The Working Group on Agricultural Biodiversity of the Convention on Biological Diversity (CDB) agreed to strengthen the moratorium on Terminator Technology established in 2000. The decision at the Convention means an encouraging victory for social organizations all over the world denouncing the immorality and the high risks of genetic engineering technologies aiming to create sterile seeds.

The Working group on Agricultural Biodiversity Chair announced this morning in a meeting in Curitiba the support to ratify the decision adopted at the Convention in 2000 was approved unanimously by all representatives. This text, which was sanctioned after long negotiations and consulting, strengthens the moratorium on Genetic Use Restriction Technology (GURTs or Terminator) and rejects a proposal to allow trials on a «case-by-case» basis, which damages its effectiveness. This decision is to be formally adopted by all Secretaries for Environment Affairs of the 188 countries composing the CDB, who would meet on March 31.

- INFORMATION SHOWN -
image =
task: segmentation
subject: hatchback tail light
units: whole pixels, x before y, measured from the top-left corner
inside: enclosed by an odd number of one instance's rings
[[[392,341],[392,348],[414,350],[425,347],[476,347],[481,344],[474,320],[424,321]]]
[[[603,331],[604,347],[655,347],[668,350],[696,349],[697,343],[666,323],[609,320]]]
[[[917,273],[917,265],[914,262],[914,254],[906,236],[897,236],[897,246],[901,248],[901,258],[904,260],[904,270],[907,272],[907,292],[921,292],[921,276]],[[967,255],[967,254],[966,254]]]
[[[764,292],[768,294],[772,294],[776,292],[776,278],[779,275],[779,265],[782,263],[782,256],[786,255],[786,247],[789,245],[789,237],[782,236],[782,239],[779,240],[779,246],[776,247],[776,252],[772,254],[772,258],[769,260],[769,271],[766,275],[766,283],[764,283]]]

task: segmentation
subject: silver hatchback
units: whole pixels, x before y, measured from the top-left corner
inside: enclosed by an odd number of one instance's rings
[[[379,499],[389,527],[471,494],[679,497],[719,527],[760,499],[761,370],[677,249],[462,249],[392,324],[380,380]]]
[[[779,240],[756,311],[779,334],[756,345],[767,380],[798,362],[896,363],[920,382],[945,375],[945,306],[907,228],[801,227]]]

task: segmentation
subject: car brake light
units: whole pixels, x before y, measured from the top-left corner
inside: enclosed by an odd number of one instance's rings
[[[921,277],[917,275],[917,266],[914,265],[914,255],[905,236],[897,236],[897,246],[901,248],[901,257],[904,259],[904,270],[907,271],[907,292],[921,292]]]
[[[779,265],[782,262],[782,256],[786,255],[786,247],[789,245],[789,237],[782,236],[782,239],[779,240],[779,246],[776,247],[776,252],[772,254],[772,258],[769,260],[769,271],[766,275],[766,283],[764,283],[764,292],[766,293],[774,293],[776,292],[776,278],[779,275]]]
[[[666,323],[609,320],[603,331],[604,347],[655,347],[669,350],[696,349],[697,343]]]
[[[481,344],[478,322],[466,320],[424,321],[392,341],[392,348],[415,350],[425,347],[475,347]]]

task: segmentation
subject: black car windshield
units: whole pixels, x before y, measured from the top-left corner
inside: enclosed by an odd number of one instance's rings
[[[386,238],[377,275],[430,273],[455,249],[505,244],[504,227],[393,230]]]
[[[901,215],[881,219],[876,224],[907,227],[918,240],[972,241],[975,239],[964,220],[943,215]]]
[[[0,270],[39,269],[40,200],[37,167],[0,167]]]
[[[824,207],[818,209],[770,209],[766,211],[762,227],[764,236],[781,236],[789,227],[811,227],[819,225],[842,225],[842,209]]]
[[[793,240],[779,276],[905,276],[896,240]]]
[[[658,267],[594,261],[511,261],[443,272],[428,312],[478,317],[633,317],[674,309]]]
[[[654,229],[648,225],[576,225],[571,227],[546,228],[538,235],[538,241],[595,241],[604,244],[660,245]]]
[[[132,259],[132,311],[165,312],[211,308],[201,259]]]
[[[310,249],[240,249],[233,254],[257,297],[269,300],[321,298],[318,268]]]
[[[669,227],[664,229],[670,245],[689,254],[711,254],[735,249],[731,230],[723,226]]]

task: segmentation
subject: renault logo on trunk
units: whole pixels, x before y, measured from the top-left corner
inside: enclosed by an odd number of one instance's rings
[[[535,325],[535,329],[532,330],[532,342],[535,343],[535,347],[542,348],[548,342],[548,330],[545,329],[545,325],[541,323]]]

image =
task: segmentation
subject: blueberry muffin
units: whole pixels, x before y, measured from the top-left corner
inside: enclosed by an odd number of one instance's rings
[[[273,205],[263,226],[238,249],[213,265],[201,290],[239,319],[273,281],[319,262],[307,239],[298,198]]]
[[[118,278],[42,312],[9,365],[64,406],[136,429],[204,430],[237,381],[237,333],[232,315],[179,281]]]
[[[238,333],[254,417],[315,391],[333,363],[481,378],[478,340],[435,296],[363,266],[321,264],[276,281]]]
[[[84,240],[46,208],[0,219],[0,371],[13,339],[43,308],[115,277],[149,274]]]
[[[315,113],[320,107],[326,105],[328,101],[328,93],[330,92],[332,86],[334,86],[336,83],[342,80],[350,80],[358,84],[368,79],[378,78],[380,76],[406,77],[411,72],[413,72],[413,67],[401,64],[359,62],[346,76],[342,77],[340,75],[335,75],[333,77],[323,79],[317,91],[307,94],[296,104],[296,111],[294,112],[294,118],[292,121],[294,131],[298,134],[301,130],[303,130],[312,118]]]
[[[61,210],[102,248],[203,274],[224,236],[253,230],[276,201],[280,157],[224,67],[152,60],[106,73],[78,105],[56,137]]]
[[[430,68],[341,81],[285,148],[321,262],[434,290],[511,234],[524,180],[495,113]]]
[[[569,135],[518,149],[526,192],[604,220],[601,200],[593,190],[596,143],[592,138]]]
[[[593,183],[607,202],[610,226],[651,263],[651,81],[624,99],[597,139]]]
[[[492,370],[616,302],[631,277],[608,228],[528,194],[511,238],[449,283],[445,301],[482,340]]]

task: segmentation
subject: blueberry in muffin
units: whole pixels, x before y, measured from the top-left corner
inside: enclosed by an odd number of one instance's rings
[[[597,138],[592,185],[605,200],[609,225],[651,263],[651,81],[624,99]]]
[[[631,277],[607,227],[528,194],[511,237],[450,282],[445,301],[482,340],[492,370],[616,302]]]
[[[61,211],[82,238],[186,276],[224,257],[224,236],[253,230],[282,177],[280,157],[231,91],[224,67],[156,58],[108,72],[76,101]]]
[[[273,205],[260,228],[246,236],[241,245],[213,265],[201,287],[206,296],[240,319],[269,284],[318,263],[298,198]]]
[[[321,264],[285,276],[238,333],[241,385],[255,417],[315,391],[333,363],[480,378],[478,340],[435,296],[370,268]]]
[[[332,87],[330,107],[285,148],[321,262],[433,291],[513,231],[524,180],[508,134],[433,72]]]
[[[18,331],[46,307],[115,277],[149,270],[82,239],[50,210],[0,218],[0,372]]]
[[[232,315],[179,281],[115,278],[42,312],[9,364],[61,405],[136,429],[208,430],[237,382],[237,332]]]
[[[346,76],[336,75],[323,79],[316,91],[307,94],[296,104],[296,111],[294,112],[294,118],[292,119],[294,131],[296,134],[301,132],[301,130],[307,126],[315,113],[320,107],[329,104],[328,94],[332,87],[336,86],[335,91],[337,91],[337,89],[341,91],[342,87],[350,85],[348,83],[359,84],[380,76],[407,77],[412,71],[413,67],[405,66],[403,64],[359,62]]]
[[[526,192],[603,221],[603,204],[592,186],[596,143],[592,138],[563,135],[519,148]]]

- AIM OF THE EXERCISE -
Continue the passage about the Terminator Technology moratorium, picking up after its last sentence. The rows above are not needed for this.

- RESULT -
A case-by-case assessment would have meant in practice to give the green light to this kind of technology, confining it to a merely technique approach. However, a ETC Group's report presented before the Convention meeting in Brazil shows that socioeconomic repercussions arising from Terminator trading would be devastating, specially to the Third World. Suicide programmed seeds development not only entails very serious risks but it is immoral and unacceptable and, therefore, it should be banned all over the world.

As Ecologistas en Acción sees it, this representatives» decision in Curitiba means a great success for the whole Society and for the future of the Planet.